THE TASK -> Repeat the part of the recycling article below from "In recent years, finding" to "interesting examples below.", word for word.

READING TEXT ->
***

Unwasted opportunity

In recent years, finding new ways to collect waste for recycling has evolved into a global trend. Discover some of the most interesting examples below.

Cartridges for a 3D printer, sculptures made from lost flip-flops, or even “plastic” roads – read on to discover the most exotic ways to recycle plastics.

Underground tickets for used bottles

In October 2018, metro stations in Istanbul were equipped with exotic “reverse vending machines”. They took in plastic bottles and, instead of dispensing cash or coins, added credit to the passenger's underground card in exchange. With a metro journey available at TRY 2.6 (around EUR 0.4), one bottle was equivalent to TRY 0.2–0.6, depending on the size. Passengers had to bring over a lot of bottles to afford a ride.

Furniture made from tyres has been gaining traction. The unconventionality is one reason, but it is also about the qualities of the material itself, which is strong, waterproof, and handy.

Although the inconvenience was obvious, citizens welcomed the idea to reduce the environmental footprint. The Turkish is enthusiastic as well, planning to deploy more than 100 machines by the end of 2018.

All this has been part of the global quest for efficient recycling techniques, which is now a hot topic. Other examples are Columbia and Finland, where recycled tyres are used to make bags, accessories and even furniture. According to experts, it is not only about the unconventionality or the feeling that you care about the environment – it is also about the qualities of the material itself, which is strong, waterproof, and handy.

***

EXERCISE DATA ->
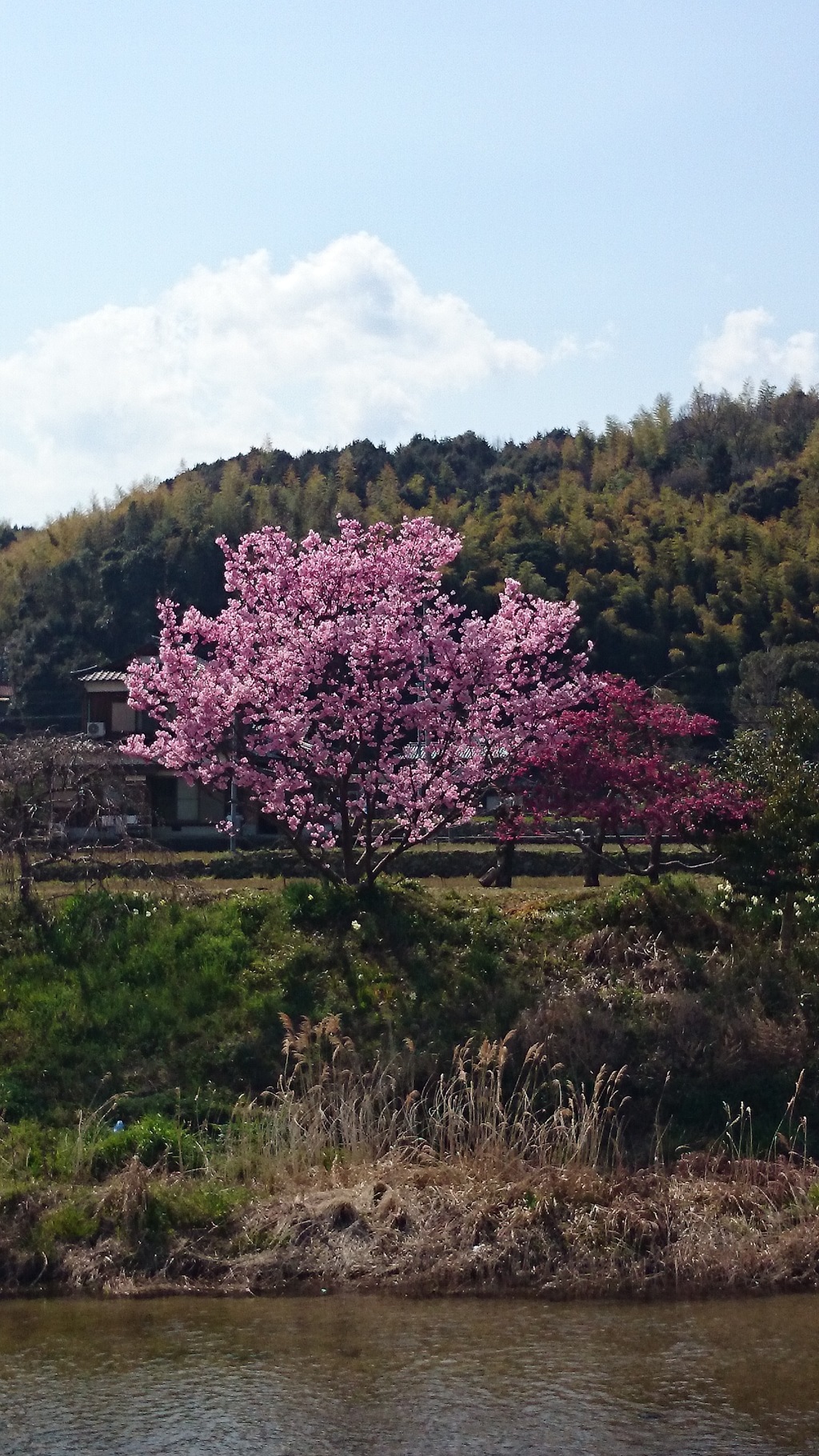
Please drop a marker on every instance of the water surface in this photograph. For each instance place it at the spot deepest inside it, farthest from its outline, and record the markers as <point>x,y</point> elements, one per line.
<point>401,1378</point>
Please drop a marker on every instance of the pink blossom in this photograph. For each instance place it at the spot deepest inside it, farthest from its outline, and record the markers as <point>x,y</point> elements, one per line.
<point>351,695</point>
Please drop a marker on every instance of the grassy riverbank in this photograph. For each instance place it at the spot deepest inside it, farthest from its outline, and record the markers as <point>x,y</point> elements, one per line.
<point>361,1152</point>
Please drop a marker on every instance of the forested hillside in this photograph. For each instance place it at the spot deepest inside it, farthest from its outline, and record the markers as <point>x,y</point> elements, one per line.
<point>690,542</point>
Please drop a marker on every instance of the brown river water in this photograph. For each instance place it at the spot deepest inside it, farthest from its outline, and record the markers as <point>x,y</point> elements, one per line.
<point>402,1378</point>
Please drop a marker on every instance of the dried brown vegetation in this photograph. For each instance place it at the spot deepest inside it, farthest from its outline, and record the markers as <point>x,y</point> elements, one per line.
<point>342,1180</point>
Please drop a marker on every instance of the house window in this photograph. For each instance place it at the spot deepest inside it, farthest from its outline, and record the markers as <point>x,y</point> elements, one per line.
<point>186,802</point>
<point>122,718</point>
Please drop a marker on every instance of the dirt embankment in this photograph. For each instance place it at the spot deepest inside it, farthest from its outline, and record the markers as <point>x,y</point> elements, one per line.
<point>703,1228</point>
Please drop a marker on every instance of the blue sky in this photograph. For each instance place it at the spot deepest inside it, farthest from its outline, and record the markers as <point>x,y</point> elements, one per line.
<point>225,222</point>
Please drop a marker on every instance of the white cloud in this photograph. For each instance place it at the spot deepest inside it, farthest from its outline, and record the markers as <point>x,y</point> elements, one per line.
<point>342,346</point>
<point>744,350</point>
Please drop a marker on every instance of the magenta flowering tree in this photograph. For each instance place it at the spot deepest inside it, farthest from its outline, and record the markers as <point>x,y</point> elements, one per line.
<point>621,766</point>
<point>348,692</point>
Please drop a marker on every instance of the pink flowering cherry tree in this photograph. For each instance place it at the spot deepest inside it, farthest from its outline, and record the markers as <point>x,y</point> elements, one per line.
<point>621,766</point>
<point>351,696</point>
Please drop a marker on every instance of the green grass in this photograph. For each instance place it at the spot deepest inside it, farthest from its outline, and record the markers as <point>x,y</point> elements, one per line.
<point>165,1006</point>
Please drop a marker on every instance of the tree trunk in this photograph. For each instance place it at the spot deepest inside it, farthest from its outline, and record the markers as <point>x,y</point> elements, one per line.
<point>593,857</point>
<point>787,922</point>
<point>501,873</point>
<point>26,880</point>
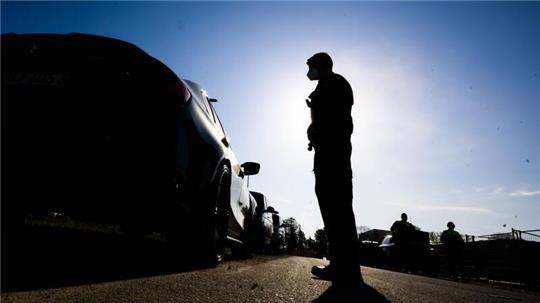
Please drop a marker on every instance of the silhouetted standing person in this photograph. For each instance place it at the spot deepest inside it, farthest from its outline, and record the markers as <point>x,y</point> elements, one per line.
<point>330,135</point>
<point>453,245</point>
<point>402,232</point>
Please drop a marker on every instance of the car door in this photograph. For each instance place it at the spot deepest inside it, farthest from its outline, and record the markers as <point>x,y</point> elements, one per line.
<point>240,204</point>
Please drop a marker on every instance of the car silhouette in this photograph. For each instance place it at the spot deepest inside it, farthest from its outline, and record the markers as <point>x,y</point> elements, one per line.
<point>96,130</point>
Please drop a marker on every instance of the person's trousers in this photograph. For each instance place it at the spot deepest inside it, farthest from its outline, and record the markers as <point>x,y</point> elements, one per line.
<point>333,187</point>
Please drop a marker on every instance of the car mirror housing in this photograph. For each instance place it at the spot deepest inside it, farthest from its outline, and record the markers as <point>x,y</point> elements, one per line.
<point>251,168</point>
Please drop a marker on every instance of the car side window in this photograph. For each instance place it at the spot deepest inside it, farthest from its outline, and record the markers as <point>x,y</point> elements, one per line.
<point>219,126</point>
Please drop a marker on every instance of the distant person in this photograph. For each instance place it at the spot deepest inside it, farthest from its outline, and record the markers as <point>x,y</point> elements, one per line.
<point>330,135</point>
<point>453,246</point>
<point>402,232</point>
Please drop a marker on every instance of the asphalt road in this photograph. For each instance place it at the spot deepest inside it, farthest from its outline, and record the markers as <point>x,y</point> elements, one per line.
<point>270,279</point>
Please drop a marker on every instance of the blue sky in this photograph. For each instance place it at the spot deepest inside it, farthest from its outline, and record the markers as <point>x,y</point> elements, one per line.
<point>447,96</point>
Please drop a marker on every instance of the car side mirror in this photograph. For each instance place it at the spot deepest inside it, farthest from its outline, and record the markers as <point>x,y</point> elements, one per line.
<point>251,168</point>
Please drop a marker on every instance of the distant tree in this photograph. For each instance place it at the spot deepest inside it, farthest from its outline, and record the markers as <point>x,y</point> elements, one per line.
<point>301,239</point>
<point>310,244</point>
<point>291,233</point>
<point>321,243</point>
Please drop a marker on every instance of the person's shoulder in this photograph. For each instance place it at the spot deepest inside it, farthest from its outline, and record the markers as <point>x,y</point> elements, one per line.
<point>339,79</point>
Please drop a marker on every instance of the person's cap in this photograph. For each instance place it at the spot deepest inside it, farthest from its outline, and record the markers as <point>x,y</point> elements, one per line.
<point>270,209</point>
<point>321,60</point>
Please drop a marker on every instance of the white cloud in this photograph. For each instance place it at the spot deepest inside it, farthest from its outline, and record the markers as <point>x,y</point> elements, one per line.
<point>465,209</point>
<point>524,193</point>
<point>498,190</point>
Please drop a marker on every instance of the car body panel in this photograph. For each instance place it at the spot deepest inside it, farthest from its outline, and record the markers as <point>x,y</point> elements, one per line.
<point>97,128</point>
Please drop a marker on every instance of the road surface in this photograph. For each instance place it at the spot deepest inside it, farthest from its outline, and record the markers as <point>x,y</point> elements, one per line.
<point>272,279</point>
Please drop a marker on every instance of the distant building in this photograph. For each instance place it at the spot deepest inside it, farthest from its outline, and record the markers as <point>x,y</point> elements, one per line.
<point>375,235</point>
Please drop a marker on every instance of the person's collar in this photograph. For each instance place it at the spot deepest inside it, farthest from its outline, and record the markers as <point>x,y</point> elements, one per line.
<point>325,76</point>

***

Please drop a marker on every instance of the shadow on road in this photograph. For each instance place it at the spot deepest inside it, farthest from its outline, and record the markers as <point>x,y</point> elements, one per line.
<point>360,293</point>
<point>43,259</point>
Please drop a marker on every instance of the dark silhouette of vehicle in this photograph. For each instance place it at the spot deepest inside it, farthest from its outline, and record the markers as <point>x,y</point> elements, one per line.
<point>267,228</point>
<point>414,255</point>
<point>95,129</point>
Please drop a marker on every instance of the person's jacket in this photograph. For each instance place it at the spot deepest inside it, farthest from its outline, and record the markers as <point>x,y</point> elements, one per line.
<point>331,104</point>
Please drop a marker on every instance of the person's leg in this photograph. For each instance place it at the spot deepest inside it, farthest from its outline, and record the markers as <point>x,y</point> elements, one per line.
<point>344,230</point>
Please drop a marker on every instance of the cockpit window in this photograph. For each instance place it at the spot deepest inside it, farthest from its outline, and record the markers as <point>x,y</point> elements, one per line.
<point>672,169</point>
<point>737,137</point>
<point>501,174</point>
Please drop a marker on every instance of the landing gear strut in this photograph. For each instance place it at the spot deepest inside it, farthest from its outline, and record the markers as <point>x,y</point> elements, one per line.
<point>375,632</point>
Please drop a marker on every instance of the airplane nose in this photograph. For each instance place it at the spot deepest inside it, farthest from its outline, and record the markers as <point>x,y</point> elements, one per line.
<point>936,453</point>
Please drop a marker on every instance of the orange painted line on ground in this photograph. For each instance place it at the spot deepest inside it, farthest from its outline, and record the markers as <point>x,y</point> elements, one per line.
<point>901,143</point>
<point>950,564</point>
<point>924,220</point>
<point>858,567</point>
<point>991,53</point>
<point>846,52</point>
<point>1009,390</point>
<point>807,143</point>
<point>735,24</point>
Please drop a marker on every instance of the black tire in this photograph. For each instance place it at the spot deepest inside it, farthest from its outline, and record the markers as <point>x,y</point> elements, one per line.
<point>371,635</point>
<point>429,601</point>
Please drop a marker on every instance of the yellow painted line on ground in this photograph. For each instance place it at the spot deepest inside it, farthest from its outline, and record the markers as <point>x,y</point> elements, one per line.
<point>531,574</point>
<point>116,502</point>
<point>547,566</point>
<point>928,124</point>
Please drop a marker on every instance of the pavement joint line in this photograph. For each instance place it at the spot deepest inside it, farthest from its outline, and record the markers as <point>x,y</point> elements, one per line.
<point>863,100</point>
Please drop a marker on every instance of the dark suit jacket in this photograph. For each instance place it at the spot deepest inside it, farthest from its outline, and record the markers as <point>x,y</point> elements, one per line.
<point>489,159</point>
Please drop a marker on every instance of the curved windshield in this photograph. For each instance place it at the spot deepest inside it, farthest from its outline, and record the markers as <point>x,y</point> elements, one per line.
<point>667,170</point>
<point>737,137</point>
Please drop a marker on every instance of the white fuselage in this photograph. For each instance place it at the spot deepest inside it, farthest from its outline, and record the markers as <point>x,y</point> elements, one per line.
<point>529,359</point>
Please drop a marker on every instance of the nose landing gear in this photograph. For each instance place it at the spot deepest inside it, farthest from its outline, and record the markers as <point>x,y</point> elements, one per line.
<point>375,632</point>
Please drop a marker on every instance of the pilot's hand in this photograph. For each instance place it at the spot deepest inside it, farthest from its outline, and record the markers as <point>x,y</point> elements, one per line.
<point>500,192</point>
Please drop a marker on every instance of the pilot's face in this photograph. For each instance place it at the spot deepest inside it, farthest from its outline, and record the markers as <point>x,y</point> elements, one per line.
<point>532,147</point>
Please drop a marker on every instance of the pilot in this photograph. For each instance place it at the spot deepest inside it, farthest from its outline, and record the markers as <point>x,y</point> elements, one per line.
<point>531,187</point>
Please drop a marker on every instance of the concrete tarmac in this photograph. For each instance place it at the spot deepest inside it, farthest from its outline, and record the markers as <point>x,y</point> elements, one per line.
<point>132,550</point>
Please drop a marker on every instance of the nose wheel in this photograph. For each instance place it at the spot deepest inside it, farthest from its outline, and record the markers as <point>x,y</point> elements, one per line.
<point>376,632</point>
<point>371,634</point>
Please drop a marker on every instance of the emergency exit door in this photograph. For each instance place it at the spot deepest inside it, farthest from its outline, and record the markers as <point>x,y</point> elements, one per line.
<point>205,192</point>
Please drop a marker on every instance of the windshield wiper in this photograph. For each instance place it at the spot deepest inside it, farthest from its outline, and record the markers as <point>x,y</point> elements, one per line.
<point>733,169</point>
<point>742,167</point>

***

SOLUTION FOR THIS EXERCISE ->
In recent years, finding new ways to collect waste for recycling has evolved into a global trend. Discover some of the most interesting examples below.